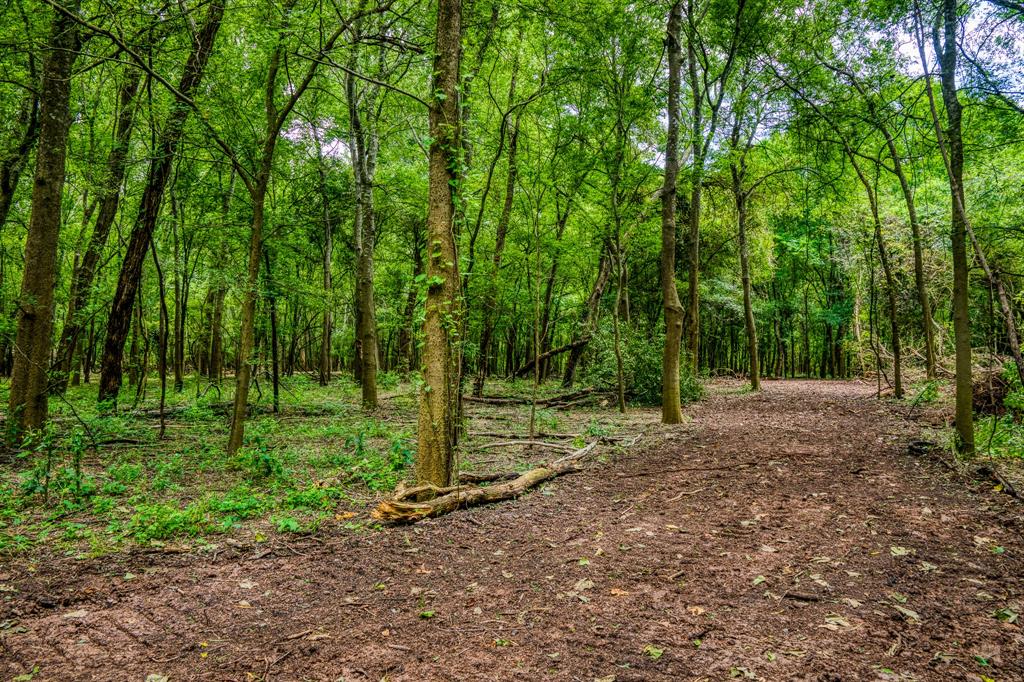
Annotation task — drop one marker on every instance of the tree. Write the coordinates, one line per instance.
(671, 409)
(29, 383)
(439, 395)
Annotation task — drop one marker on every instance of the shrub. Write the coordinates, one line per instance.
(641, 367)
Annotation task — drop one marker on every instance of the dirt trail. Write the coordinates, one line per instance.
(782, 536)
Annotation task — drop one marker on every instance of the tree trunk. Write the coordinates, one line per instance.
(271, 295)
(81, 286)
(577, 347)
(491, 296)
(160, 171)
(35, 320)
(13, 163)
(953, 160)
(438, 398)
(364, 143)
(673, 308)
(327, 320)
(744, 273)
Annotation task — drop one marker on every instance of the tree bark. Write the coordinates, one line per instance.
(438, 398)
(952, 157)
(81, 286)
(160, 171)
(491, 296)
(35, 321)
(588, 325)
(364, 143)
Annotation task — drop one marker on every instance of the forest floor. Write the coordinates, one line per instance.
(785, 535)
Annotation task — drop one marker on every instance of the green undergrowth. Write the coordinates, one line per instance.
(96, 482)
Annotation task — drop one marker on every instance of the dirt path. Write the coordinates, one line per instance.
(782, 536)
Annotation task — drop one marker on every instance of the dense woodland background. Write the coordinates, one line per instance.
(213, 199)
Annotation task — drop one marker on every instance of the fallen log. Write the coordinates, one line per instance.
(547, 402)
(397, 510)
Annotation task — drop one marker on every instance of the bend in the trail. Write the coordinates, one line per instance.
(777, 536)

═══

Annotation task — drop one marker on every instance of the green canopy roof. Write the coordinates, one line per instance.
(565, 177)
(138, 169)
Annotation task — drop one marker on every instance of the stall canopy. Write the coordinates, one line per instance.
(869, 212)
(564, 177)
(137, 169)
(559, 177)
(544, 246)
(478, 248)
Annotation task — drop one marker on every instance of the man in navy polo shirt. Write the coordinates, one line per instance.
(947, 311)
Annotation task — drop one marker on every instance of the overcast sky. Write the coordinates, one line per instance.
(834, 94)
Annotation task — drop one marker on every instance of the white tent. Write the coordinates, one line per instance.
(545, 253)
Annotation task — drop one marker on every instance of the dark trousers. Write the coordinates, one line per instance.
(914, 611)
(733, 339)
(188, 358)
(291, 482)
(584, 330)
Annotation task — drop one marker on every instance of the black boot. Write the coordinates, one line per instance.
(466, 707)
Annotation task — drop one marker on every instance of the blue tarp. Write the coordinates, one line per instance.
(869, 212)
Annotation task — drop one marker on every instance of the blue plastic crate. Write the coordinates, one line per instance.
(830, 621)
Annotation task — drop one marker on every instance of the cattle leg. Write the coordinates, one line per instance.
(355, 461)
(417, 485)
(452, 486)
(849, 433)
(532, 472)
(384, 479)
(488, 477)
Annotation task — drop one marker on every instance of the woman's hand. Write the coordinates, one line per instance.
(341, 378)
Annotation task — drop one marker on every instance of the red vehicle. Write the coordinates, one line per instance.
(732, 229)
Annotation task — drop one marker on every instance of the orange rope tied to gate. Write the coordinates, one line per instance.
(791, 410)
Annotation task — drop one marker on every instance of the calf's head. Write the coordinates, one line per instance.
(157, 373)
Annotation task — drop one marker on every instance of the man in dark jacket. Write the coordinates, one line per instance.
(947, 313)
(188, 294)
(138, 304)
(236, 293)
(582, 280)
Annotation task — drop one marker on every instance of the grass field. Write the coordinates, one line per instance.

═══

Repeat, word for word, the lines above between the line holding "jacket. Write the coordinates, one line per instance." and the line holding "field. Write the coordinates, one line per instance.", inclusive; omit everything else.

### TASK ANSWER
Annotation task — drop one marker on every instance of the man in dark jacket. Write the coordinates, one line per instance.
(947, 313)
(188, 294)
(138, 304)
(236, 293)
(582, 280)
Annotation task — drop one marker on every instance of the grass field. Write the coordinates, one line per instance.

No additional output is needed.